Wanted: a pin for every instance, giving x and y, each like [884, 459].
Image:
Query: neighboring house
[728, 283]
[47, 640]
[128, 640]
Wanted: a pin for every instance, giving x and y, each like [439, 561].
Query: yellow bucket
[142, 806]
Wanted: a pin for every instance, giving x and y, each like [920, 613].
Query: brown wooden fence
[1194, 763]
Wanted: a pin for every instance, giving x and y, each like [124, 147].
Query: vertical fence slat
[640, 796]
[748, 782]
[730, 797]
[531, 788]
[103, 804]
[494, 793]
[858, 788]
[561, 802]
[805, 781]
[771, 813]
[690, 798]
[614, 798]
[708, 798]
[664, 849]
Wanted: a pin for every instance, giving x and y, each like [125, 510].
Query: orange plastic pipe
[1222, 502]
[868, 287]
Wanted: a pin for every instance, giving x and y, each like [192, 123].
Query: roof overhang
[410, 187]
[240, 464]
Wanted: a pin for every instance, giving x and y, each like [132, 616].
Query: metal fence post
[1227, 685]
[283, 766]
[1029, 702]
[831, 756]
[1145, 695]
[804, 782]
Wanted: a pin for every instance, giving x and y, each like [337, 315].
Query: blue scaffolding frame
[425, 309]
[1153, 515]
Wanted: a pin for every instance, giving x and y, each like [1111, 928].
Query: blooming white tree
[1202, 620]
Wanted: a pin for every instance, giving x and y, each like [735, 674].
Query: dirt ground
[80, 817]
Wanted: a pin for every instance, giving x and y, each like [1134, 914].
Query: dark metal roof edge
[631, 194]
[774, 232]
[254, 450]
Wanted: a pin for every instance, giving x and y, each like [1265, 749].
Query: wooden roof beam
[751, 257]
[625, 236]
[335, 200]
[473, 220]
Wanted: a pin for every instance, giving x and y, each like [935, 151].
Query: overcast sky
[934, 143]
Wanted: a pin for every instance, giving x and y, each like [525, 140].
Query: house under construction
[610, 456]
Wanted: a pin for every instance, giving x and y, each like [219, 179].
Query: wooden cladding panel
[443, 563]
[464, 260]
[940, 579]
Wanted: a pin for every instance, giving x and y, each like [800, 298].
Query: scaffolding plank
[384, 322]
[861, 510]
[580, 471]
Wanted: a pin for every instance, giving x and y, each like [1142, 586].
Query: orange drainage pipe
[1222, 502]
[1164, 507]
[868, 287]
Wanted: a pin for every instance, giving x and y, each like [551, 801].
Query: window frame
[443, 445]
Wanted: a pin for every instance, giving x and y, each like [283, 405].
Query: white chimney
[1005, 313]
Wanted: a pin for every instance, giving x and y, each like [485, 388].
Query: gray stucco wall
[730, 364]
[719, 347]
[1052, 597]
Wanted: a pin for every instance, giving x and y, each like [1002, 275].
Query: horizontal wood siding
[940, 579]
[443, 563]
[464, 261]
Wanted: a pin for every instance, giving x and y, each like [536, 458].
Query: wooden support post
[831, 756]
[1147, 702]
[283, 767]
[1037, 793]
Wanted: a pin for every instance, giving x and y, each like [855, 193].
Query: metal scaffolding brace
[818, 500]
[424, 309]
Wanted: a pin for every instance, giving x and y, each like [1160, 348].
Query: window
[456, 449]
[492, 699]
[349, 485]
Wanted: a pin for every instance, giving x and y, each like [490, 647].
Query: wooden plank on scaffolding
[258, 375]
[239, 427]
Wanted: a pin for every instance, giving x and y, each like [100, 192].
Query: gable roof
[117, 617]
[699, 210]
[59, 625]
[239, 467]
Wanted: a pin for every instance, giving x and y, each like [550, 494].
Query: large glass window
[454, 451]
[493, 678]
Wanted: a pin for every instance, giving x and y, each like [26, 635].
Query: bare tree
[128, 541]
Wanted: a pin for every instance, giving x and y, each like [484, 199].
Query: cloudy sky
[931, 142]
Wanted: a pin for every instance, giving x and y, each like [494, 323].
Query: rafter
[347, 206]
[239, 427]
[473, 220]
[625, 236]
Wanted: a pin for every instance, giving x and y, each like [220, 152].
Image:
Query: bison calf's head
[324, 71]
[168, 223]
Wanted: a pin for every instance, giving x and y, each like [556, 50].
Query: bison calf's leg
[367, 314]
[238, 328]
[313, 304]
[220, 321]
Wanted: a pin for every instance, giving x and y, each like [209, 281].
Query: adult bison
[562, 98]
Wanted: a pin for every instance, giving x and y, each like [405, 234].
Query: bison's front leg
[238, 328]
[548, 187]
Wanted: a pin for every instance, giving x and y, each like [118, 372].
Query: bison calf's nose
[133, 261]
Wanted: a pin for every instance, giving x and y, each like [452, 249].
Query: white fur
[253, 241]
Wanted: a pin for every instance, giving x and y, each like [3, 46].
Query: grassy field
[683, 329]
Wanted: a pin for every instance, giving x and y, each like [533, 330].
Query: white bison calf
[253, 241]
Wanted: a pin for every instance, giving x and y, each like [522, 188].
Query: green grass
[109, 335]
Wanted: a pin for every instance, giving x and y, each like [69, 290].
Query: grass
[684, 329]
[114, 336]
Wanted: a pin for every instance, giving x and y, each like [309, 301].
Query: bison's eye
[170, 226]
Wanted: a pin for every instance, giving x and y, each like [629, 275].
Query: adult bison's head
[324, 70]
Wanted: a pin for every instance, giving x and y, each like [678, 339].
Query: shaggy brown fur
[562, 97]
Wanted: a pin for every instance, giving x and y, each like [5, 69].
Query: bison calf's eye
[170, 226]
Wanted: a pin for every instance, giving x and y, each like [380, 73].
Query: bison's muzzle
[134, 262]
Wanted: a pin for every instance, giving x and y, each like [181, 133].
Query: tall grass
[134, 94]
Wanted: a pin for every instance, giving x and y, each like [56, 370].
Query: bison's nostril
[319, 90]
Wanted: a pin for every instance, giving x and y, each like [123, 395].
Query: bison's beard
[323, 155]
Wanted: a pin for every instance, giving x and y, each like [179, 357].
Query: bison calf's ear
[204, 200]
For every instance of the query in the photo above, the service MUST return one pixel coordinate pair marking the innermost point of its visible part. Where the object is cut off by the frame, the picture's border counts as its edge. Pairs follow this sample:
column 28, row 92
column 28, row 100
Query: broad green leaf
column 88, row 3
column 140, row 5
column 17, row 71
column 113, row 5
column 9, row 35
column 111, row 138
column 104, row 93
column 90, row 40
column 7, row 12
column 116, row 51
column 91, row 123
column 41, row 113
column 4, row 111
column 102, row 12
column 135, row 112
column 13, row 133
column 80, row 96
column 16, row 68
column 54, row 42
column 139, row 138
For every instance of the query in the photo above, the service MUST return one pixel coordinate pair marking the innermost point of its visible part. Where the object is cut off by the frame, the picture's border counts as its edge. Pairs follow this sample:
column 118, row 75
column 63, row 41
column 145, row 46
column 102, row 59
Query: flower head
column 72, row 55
* * *
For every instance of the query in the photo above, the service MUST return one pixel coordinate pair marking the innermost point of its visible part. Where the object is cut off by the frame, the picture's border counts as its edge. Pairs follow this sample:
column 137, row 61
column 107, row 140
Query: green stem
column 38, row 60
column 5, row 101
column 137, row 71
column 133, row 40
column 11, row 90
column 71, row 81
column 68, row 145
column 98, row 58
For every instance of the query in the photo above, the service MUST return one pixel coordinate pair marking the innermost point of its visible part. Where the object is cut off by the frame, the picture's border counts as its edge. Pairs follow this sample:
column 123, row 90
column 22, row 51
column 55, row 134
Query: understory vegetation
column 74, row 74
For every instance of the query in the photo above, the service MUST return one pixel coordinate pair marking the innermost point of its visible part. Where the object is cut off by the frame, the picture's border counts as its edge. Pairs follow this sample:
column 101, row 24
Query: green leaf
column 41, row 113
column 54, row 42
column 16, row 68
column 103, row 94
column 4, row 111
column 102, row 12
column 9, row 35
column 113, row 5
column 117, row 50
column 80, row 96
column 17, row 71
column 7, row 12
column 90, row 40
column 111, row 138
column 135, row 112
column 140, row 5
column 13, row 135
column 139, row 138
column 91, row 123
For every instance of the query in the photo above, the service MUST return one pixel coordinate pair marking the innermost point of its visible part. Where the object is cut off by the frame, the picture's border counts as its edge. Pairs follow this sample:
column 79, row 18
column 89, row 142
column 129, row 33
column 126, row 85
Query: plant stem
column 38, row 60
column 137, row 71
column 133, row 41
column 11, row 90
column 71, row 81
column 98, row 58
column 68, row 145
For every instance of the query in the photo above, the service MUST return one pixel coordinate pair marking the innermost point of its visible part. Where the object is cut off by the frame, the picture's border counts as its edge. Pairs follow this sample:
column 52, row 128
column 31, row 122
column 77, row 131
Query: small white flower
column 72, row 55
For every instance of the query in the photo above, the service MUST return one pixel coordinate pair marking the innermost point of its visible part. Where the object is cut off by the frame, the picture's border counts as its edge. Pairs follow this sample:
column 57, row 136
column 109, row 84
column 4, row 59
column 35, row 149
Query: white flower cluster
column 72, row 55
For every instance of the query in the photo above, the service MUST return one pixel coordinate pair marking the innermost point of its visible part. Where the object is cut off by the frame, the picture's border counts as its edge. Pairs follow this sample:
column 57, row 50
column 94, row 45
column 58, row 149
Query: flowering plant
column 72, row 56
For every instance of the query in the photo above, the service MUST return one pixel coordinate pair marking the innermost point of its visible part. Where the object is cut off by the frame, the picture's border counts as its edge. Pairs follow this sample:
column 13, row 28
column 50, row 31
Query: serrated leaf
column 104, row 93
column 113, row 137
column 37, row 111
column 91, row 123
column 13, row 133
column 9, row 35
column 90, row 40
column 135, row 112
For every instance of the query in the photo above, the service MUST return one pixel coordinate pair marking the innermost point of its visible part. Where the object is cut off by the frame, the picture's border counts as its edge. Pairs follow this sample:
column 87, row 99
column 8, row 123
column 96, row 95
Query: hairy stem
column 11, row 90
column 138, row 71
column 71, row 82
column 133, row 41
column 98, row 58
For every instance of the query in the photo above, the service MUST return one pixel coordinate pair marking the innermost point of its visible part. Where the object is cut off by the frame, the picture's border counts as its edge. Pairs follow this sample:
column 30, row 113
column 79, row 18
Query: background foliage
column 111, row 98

# [Work to do]
Retype the material above, from the line with "like [884, 459]." up to and including the line with "[1194, 763]", keeping every character unchanged.

# [Solution to the exercise]
Wanted: a pin for every instance, giving x and y, each like [884, 459].
Image:
Query: neighboring house
[728, 283]
[47, 640]
[128, 640]
Wanted: a pin for every instance, giving x and y, each like [439, 561].
Query: yellow bucket
[142, 806]
Wanted: a pin for every instance, giving x and y, each like [920, 613].
Query: brown wooden fence
[1194, 763]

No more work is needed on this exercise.